▶ _Records for the exercise_
--------------------------------------------------

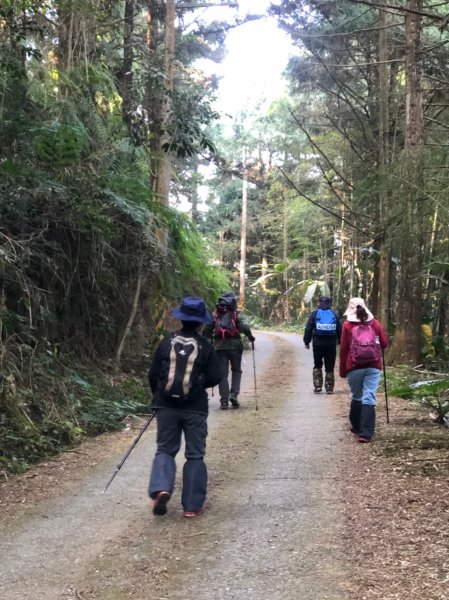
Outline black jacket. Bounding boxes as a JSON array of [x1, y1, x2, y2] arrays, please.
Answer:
[[148, 329, 223, 414], [304, 308, 341, 346]]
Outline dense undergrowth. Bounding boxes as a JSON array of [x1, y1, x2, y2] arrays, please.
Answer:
[[0, 161, 227, 472]]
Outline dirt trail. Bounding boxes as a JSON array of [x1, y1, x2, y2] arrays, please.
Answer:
[[0, 333, 350, 600]]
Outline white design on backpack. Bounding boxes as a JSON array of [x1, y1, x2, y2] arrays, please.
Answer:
[[315, 308, 337, 335], [164, 335, 200, 401]]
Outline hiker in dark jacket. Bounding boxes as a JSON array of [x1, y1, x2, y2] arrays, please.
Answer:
[[303, 296, 341, 394], [148, 296, 223, 517], [340, 298, 388, 443], [203, 292, 256, 410]]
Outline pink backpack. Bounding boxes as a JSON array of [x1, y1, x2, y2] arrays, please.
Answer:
[[349, 323, 381, 369]]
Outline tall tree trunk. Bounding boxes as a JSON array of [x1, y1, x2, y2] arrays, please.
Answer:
[[388, 0, 424, 364], [239, 175, 248, 310], [155, 0, 176, 206], [122, 0, 134, 132], [373, 5, 391, 327], [283, 198, 290, 321]]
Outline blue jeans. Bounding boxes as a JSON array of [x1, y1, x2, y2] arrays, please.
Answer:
[[347, 367, 380, 406], [148, 408, 207, 511]]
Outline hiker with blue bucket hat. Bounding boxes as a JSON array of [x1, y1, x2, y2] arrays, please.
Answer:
[[148, 296, 223, 517]]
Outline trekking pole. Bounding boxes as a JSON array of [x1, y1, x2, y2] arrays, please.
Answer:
[[251, 342, 259, 410], [382, 348, 390, 423], [101, 412, 156, 494]]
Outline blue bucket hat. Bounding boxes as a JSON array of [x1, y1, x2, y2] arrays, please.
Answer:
[[172, 296, 212, 323], [318, 296, 332, 308]]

--------------------------------------------------

▶ _Problem_
Collect every line of the records that contains the word "blue" and copy each one out in full.

▶ _The result_
Outline blue jeans. Bounding boxes as a JSON array of [x1, y1, x2, y2] arrays, please.
Outline hiker with blue bucket hat. Bounding boxes as a JSON array of [x1, y1, x2, y2] arrays, please.
Outline blue bucket hat. Bounding boxes as a JSON array of [x1, y1, x2, y2] arrays, please.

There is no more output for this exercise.